Copy the MazeRunner hindsight relabeling text between "This example uses" and "to navigate to.", inclusive, substituting "MazeWalker" for every "MazeRunner".

## SUPPLIED PASSAGE
***
MazeRunner HER#

"""
A demonstration of the hindsight instruction relabeling techinque discussed in the AMAGO paper -
a generalization of Hindsight Experience Replay (HER) to sequences of multiple goals.
The ability to relabel data is another good reason to prefer off-policy RL^2 to on-policy.

This example uses the "MazeRunner" environment. MazeRunner is an adapted version of Memory Maze
(https://arxiv.org/abs/2210.13383) that does not require the DM Lab simulator or learning from pixels.
For more information please refer to the AMAGO Appendix C.4.

There are three steps to using hindsight relabeling:

1. Make the env's observations a dict with keys for the intended goal and alternative goals achieved
   at that timestep. Goals are often subsets of the state space. In this example, observations consist of:

   `obs` : the regular observation from the maze environment (LIDAR-ish depth sensors to the walls, timer, etc.)
   `goals` : a sequence of k goal positions to navigate to.
   `achieved`: the agent's current position.

2. Let the policy network take the observation and goals as input, but ignore the `achieved` data.

3. Use the `achieved` key to relabel data with alternative goal sequences that would lead to higher returns.
"""

from argparse import ArgumentParser
import random
from functools import partial

import gymnasium as gym
import wandb
import numpy as np

import amago
from amago.envs.builtin.mazerunner import MazeRunnerAMAGOEnv
from amago.hindsight import Relabeler, FrozenTraj
from amago.loading import DiskTrajDataset
from amago import cli_utils


def add_cli(parser):
    parser.add_argument(
        "--maze_size",
        type=int,
        default=11,
        help="Dimension of randomly generated mazes (n x n). n must be odd.",
    )
    parser.add_argument(
        "--goals",
        type=int,
        default=3,
        help="Length of the sequence of goal positions to reach during the episode.",
    )
    parser.add_argument(
        "--time_limit", type=int, default=250, help="Episode time limit."
    )
    parser.add_argument(
        "--relabel",
        choices=["some", "all", "none"],
        default="some",
        help="`none` skips relabeling, `all` relabels every trajectory to a success. `some` creates a mixture of varying returns.",
    )
    parser.add_argument(
        "--randomized_actions",
        action="store_true",
        help="Randomize the directions of movement each episode (requires context-based identitifcation of current controls).",
    )
***
## COLLECTED DATA
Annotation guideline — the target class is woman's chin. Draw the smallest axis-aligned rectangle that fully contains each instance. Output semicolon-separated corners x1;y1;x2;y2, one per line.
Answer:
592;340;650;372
***
## FINAL ANSWER
This example uses the "MazeWalker" environment. MazeWalker is an adapted version of Memory Maze
(https://arxiv.org/abs/2210.13383) that does not require the DM Lab simulator or learning from pixels.
For more information please refer to the AMAGO Appendix C.4.

There are three steps to using hindsight relabeling:

1. Make the env's observations a dict with keys for the intended goal and alternative goals achieved
   at that timestep. Goals are often subsets of the state space. In this example, observations consist of:

   `obs` : the regular observation from the maze environment (LIDAR-ish depth sensors to the walls, timer, etc.)
   `goals` : a sequence of k goal positions to navigate to.